## Exercise passage

# # # # # # #

I find myself reading through Judges 19 this morning and my heart absolutely breaking. The story is one of the inhospitality and wickedness of the men of Gibeah. Just as in the story of Sodom the men of the city desire to have sexual relations with a male visitor of the city. Instead of allowing them to devour his guest, the Levite, the hospitable sojourner throws out the Levites concubine and “they knew her and abused her all night until the morning”.
The story ends with dead concubine grasping at the threshold of her masters door. Actually, though her life ends there her story does not. This Levite proceeded to take her body and cut it up into twelve pieces—one for each of the tribes of Israel. This provoked a great civil war against the tribe of Benjamin.
I cannot read this story without using a little imagination and thinking through the horrors of that night for this concubine. Just days before she was in her father’s house enjoying his hospitality. Now she endures the horrors of a world gone bad. She is the victim of “everyone did what is right in his own eyes”.
After reading through the story I had a chilling thought. How would I preach this text? Even more difficult of a question—how would I preach Christ from this text?
Where is Jesus in Judges 19?
Nowhere. And that is the problem.
The book of Judges is a massive downward spiral of rebellion. The books major theme is that “there is no king” and so “everyone did what was right in his own eyes”. Even in Judges 19 we see the sojourner telling these “worthless men” to “violate” and “do with [my virgin daughter and this concubine] what seems good to you”. Apparently, what seemed good to them was a night of rape and abuse.
The purpose of Judges is to show how desperately the people needed a king. Better still, the people needed a righteous king that would lead people into true worship of Yahweh. The immediate context of Judges 19 shows that the people have committed horrible religious apostasy. This is reflected not only in this cruel case of rape but also in the lack of hospitality. God created man to live in a loving community that reflected the Trinitarian unity. This is the exact opposite of that. Rather than experiencing the self-sacrificial love of the Trinity–what Tim Savage calls a “perpetual flow of boundless affection”–people in the book of Judges were self-centered and did what they figured would benefit themselves.
Judges shows what happens when man is left to do what is right in his own eyes. As the book of Judges closes the reader is left longing for this righteous king. Where is the King?!?!
We know through the rest of the Old Testament that the Israelites were eventually led by kings. Some of them righteous and some of them worthless. David was the best king that was a man after God’s own heart. But even David had failures. David was but a pale image of the glory that would be found in one of his sons; namely, King Jesus.
Dominated by the Empty Chair
In his book, Reforming Marriage, Douglas Wilson makes the argument that the husband finds himself in “inescapable leadership”:
He cannot successfully refuse to lead. If he attempts to abdicate in some way, he may, through his rebellion, lead poorly. But no matter what he does, or where he goes, he does so as the head of his wife.
Some homes are “dominated by the empty chair at the table”. In the same way Christ holds a position in the Scriptures of “inescapable leadership”. Please do not read more into my point than I am attempting to make. What I am saying is that everything in the Scriptures are about him. When you see him present in the Gospels it is obviously about Jesus. But even in places like Judges 19 the passage is dominated by the “empty chair”.*
The text screams out for rescue. The dead concubine, with her hand grasping the threshold, cries out for rescue as well as justice. That will not come through an earthly king. Only when Christ the King comes will Judges 19 find an answer. For he is ushering in a kingdom not only of perfect community (marked by hospitality) but also a kingdom that protects and cares for women instead of throwing them into the hands of worthless men.
*I am not for one second attempting to say that Christ has some how abdicated his leadership and that he is as a deadbeat father or husband. I am only using the power of the “empty chair” to show how even in his absence the Lord Jesus dominates the Scriptures.

# # # # # # #

## Problem set
**1.** Write out the stretch of the Judges 19 text from "We know through" through "of his wife.", substituting "resign" for "abdicate".
**2.** For each statement about the Judges 19 text, say yes or no and quote the words that settle it: (a) The Levite cut the concubine's body into twelve pieces. (b) The text says David had no failures. (c) The concubine was dead at the end of the story.
The rows after this have nothing to do with the Judges 19 text.

## Records provided
# # # # # # #

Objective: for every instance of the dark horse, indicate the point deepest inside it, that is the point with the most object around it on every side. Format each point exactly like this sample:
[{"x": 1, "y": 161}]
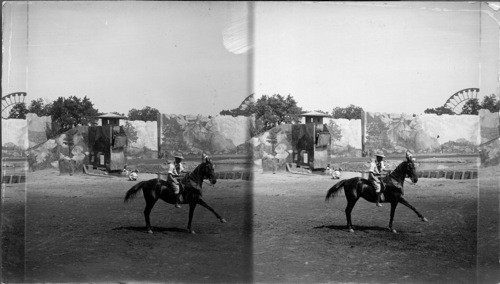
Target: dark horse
[
  {"x": 357, "y": 187},
  {"x": 191, "y": 193}
]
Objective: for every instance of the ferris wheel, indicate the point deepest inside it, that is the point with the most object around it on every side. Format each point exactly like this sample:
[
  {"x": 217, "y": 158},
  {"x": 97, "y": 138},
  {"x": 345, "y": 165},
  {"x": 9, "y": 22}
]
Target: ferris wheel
[
  {"x": 9, "y": 101},
  {"x": 458, "y": 99}
]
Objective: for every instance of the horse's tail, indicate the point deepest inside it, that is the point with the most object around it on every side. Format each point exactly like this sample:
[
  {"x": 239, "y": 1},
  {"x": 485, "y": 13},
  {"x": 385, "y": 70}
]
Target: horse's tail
[
  {"x": 132, "y": 192},
  {"x": 335, "y": 189}
]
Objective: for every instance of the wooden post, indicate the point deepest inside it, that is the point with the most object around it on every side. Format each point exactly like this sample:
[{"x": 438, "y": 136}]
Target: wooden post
[{"x": 159, "y": 126}]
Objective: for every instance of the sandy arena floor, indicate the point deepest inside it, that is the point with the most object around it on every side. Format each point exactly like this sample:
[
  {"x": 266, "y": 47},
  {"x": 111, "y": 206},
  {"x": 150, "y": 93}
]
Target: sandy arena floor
[{"x": 77, "y": 229}]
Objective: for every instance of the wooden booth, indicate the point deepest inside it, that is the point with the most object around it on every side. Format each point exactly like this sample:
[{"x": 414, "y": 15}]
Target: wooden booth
[
  {"x": 311, "y": 142},
  {"x": 107, "y": 143}
]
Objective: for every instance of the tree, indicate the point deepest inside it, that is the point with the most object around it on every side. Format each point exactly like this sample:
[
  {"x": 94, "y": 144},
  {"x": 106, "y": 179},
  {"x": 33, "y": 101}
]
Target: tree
[
  {"x": 273, "y": 139},
  {"x": 70, "y": 112},
  {"x": 471, "y": 106},
  {"x": 440, "y": 110},
  {"x": 491, "y": 103},
  {"x": 349, "y": 112},
  {"x": 18, "y": 111},
  {"x": 274, "y": 110},
  {"x": 39, "y": 108},
  {"x": 145, "y": 114}
]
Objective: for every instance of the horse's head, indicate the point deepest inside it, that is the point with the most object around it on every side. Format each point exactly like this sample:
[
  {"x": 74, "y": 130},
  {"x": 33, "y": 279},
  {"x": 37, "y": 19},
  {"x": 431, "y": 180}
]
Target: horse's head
[
  {"x": 208, "y": 170},
  {"x": 411, "y": 169}
]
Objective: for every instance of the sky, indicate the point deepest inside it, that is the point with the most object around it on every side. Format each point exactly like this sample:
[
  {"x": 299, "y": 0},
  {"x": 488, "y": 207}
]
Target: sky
[
  {"x": 178, "y": 57},
  {"x": 385, "y": 57},
  {"x": 202, "y": 58}
]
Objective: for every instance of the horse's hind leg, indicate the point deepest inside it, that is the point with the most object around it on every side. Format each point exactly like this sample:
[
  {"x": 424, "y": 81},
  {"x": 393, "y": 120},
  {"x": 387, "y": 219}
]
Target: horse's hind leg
[
  {"x": 394, "y": 204},
  {"x": 149, "y": 206},
  {"x": 192, "y": 206},
  {"x": 348, "y": 210}
]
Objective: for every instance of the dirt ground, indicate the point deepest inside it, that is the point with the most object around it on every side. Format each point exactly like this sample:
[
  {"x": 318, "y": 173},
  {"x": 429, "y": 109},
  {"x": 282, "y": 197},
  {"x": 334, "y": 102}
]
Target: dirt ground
[
  {"x": 78, "y": 229},
  {"x": 279, "y": 230},
  {"x": 298, "y": 237}
]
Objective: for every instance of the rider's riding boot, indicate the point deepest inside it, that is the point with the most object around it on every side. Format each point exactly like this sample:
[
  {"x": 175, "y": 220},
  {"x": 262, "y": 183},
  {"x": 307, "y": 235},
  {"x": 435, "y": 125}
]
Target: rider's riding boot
[
  {"x": 378, "y": 199},
  {"x": 177, "y": 201}
]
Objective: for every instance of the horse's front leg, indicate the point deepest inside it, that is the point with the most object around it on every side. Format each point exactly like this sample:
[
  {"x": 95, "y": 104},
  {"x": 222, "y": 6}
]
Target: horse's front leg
[
  {"x": 405, "y": 203},
  {"x": 394, "y": 204},
  {"x": 192, "y": 206},
  {"x": 204, "y": 204}
]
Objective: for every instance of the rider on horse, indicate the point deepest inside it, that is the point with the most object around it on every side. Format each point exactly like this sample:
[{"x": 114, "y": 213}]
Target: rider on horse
[
  {"x": 173, "y": 172},
  {"x": 377, "y": 166}
]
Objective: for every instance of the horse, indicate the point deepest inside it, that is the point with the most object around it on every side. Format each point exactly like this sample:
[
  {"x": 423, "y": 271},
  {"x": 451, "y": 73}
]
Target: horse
[
  {"x": 356, "y": 187},
  {"x": 191, "y": 192}
]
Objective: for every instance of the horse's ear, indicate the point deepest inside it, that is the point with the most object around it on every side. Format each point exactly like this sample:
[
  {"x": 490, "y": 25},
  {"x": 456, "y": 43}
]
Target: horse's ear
[{"x": 409, "y": 156}]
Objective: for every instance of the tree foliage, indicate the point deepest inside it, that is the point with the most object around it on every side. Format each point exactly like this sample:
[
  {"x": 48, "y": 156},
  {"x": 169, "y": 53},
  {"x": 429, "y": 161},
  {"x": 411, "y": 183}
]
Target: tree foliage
[
  {"x": 73, "y": 111},
  {"x": 274, "y": 110},
  {"x": 439, "y": 110},
  {"x": 39, "y": 107},
  {"x": 349, "y": 112},
  {"x": 145, "y": 114}
]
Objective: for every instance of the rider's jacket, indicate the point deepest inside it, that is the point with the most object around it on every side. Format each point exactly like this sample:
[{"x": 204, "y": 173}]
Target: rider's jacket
[{"x": 377, "y": 167}]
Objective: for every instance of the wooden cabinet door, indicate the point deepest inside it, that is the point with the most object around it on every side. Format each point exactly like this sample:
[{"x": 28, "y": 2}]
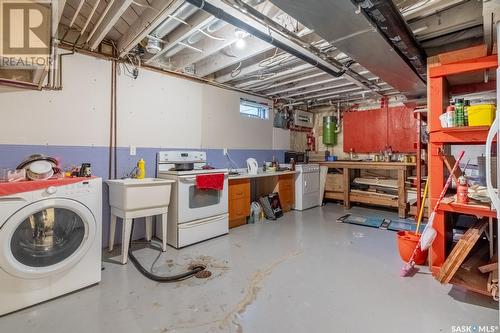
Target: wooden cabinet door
[{"x": 239, "y": 202}]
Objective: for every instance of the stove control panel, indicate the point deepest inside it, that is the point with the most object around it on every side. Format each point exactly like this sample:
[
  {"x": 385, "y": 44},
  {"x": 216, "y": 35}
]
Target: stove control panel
[{"x": 179, "y": 156}]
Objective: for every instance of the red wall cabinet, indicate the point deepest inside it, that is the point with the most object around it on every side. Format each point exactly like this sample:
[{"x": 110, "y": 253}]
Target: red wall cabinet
[
  {"x": 371, "y": 131},
  {"x": 402, "y": 129}
]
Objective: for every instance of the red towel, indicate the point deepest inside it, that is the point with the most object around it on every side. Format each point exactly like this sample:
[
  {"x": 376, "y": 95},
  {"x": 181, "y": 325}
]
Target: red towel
[
  {"x": 213, "y": 181},
  {"x": 33, "y": 185}
]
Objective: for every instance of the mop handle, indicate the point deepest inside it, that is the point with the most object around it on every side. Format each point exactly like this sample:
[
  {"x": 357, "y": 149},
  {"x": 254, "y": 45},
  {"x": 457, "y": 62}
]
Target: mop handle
[
  {"x": 422, "y": 207},
  {"x": 448, "y": 182}
]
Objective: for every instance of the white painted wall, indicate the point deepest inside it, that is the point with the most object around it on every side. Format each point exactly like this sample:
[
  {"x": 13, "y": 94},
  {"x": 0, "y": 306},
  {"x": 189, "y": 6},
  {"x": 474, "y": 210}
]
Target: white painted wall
[
  {"x": 281, "y": 139},
  {"x": 78, "y": 115},
  {"x": 155, "y": 110},
  {"x": 224, "y": 127}
]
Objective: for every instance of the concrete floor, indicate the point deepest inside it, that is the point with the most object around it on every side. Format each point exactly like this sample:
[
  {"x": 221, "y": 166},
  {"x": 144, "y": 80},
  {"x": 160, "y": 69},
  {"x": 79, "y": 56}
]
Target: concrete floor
[{"x": 303, "y": 273}]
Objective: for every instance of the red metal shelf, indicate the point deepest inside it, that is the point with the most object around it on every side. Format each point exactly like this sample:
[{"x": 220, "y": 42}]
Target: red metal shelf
[
  {"x": 468, "y": 134},
  {"x": 452, "y": 73},
  {"x": 476, "y": 210}
]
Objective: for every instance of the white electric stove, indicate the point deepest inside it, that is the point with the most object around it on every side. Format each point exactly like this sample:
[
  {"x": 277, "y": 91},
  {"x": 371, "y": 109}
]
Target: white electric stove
[{"x": 194, "y": 215}]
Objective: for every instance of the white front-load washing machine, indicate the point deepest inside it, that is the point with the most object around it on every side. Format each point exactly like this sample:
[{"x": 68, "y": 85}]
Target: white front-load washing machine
[{"x": 50, "y": 243}]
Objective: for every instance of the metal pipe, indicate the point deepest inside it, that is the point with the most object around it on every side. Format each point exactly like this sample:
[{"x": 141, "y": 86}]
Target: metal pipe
[
  {"x": 111, "y": 120},
  {"x": 78, "y": 9},
  {"x": 115, "y": 126},
  {"x": 270, "y": 23},
  {"x": 96, "y": 4},
  {"x": 110, "y": 3},
  {"x": 220, "y": 14}
]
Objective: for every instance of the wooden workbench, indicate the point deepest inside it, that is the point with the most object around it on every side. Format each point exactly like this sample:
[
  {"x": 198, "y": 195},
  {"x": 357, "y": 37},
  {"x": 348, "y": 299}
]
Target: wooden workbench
[{"x": 347, "y": 196}]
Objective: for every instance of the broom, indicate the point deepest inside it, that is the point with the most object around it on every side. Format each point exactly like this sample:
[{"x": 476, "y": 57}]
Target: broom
[{"x": 429, "y": 232}]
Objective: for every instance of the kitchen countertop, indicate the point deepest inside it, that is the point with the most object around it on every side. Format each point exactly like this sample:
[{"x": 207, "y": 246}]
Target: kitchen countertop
[
  {"x": 261, "y": 174},
  {"x": 366, "y": 164}
]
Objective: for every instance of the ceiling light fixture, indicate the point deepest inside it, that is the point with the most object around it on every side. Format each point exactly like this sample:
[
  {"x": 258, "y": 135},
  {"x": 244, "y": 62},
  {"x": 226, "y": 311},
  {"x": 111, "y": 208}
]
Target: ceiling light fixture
[
  {"x": 153, "y": 46},
  {"x": 240, "y": 38}
]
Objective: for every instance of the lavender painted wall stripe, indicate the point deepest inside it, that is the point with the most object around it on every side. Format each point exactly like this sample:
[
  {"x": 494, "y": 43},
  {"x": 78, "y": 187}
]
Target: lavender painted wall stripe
[{"x": 12, "y": 155}]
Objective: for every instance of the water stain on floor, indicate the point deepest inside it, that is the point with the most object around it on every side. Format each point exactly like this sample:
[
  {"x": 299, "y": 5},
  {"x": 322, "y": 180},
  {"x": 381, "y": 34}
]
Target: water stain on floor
[{"x": 249, "y": 296}]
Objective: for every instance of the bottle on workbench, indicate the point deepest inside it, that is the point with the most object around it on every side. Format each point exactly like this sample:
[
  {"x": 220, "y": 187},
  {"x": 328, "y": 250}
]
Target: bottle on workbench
[
  {"x": 466, "y": 113},
  {"x": 459, "y": 112}
]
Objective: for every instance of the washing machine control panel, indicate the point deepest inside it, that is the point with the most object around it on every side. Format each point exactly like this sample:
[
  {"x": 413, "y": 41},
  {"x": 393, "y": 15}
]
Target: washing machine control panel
[
  {"x": 51, "y": 190},
  {"x": 71, "y": 189}
]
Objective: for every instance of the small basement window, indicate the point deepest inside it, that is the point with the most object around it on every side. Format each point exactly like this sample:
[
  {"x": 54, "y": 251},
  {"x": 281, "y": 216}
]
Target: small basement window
[{"x": 254, "y": 109}]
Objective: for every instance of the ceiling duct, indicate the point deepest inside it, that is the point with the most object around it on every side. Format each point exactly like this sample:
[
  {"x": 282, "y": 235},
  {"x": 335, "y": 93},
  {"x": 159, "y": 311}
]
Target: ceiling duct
[
  {"x": 392, "y": 25},
  {"x": 346, "y": 26},
  {"x": 244, "y": 17}
]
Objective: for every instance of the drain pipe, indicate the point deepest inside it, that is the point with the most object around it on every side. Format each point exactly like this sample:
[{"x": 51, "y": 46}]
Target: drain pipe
[
  {"x": 339, "y": 122},
  {"x": 221, "y": 14}
]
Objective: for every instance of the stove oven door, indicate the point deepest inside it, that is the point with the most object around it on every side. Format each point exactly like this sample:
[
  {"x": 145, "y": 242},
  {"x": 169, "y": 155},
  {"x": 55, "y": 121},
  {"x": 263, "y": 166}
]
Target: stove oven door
[{"x": 195, "y": 204}]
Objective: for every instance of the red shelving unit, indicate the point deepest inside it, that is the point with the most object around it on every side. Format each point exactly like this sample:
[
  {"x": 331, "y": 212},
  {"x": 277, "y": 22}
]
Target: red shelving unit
[{"x": 442, "y": 78}]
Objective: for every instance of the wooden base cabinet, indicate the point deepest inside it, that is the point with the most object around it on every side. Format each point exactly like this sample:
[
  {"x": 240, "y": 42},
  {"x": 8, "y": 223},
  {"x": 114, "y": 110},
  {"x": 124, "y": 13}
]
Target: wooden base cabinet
[{"x": 239, "y": 202}]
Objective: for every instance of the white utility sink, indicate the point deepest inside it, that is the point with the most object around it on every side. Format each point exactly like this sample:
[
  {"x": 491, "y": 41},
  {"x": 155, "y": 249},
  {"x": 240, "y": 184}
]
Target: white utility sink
[{"x": 134, "y": 194}]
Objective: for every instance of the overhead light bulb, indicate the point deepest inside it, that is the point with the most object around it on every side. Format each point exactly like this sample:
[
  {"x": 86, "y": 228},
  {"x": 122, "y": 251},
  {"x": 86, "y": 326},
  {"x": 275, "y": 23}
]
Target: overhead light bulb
[
  {"x": 153, "y": 46},
  {"x": 240, "y": 43}
]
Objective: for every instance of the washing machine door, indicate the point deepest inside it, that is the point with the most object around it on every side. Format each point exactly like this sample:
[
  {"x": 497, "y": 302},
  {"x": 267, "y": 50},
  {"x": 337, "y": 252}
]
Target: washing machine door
[{"x": 46, "y": 237}]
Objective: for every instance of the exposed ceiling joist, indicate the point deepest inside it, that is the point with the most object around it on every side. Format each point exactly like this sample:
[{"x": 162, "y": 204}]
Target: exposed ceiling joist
[
  {"x": 197, "y": 21},
  {"x": 60, "y": 10},
  {"x": 349, "y": 95},
  {"x": 322, "y": 87},
  {"x": 421, "y": 9},
  {"x": 328, "y": 94},
  {"x": 266, "y": 31},
  {"x": 231, "y": 56},
  {"x": 465, "y": 15},
  {"x": 254, "y": 65},
  {"x": 226, "y": 37},
  {"x": 150, "y": 18},
  {"x": 116, "y": 9},
  {"x": 275, "y": 76},
  {"x": 356, "y": 36},
  {"x": 258, "y": 48},
  {"x": 315, "y": 86}
]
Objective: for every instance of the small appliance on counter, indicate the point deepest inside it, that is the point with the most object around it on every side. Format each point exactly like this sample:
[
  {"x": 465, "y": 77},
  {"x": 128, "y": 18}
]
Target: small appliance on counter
[
  {"x": 298, "y": 157},
  {"x": 195, "y": 214}
]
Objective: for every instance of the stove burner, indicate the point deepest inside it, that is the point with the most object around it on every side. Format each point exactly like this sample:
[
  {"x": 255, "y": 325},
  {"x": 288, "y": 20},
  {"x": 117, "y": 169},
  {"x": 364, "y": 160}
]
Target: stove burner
[{"x": 183, "y": 167}]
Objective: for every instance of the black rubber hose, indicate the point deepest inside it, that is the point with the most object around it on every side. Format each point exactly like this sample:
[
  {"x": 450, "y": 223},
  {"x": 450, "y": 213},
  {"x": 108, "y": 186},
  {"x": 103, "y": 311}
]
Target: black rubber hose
[{"x": 159, "y": 278}]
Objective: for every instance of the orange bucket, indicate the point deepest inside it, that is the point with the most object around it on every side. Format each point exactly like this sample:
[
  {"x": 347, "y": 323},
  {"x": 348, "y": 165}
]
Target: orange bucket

# # # # # # #

## Replies
**1.**
We know through the rest of the Old Testament that the Israelites were eventually led by kings. Some of them righteous and some of them worthless. David was the best king that was a man after God’s own heart. But even David had failures. David was but a pale image of the glory that would be found in one of his sons; namely, King Jesus.
Dominated by the Empty Chair
In his book, Reforming Marriage, Douglas Wilson makes the argument that the husband finds himself in “inescapable leadership”:
He cannot successfully refuse to lead. If he attempts to resign in some way, he may, through his rebellion, lead poorly. But no matter what he does, or where he goes, he does so as the head of his wife.

**2.**
(a) Yes: "This Levite proceeded to take her body and cut it up into twelve pieces—one for each of the tribes of Israel."
(b) No: "But even David had failures."
(c) Yes: "The story ends with dead concubine grasping at the threshold of her masters door."